### Required work
Identify every line in the records below that contains the string "ball", and copy each of those lines in full.

### Exercise data
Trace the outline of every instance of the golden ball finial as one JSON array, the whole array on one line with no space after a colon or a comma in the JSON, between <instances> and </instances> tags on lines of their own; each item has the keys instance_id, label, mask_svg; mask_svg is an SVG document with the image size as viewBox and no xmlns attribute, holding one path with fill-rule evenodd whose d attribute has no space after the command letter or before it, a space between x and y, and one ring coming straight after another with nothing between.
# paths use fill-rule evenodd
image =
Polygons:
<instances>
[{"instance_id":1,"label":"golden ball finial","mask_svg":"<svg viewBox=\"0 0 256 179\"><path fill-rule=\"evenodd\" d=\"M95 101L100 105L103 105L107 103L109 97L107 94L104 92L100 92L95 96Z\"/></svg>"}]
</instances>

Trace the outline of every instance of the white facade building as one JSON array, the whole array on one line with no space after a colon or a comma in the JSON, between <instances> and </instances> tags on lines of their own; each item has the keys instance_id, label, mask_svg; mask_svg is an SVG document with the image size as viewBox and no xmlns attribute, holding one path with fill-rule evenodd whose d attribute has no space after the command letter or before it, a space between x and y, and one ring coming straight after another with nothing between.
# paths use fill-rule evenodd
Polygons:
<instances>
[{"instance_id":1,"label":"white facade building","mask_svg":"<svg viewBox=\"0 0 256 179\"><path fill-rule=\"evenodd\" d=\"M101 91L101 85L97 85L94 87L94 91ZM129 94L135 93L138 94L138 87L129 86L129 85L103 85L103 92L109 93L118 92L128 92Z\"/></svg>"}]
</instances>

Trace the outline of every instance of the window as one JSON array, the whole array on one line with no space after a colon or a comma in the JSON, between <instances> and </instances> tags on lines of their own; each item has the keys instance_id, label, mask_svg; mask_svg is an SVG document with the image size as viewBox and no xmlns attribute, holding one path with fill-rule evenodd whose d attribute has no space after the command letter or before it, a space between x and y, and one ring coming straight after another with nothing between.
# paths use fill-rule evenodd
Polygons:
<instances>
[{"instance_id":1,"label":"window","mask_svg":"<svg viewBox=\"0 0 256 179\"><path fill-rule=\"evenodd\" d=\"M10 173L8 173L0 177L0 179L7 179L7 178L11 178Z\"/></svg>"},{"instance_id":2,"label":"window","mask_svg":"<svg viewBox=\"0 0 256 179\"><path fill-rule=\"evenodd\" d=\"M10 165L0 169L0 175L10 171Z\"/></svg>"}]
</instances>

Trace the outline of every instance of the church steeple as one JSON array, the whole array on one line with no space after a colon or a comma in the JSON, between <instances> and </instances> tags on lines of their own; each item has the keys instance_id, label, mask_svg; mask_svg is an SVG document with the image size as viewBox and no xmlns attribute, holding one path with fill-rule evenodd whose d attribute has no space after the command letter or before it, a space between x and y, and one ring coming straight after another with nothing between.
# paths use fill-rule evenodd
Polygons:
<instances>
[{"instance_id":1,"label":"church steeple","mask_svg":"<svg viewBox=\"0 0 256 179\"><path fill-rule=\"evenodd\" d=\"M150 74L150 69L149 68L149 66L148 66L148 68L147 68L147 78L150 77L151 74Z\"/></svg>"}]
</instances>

### Output
Trace the outline of every instance of the golden ball finial as one JSON array, the whole array on one line with no space after a colon or a comma in the JSON, between <instances> and </instances> tags on lines of their own; each item has the keys instance_id, label, mask_svg; mask_svg is an SVG document with the image size as viewBox and no xmlns attribute, holding one path with fill-rule evenodd whose d attribute has no space after the command letter or before it, a space between x and y, and one ring coming straight after another with nothing between.
[{"instance_id":1,"label":"golden ball finial","mask_svg":"<svg viewBox=\"0 0 256 179\"><path fill-rule=\"evenodd\" d=\"M95 101L100 105L103 105L107 103L109 97L107 94L104 92L100 92L95 96Z\"/></svg>"}]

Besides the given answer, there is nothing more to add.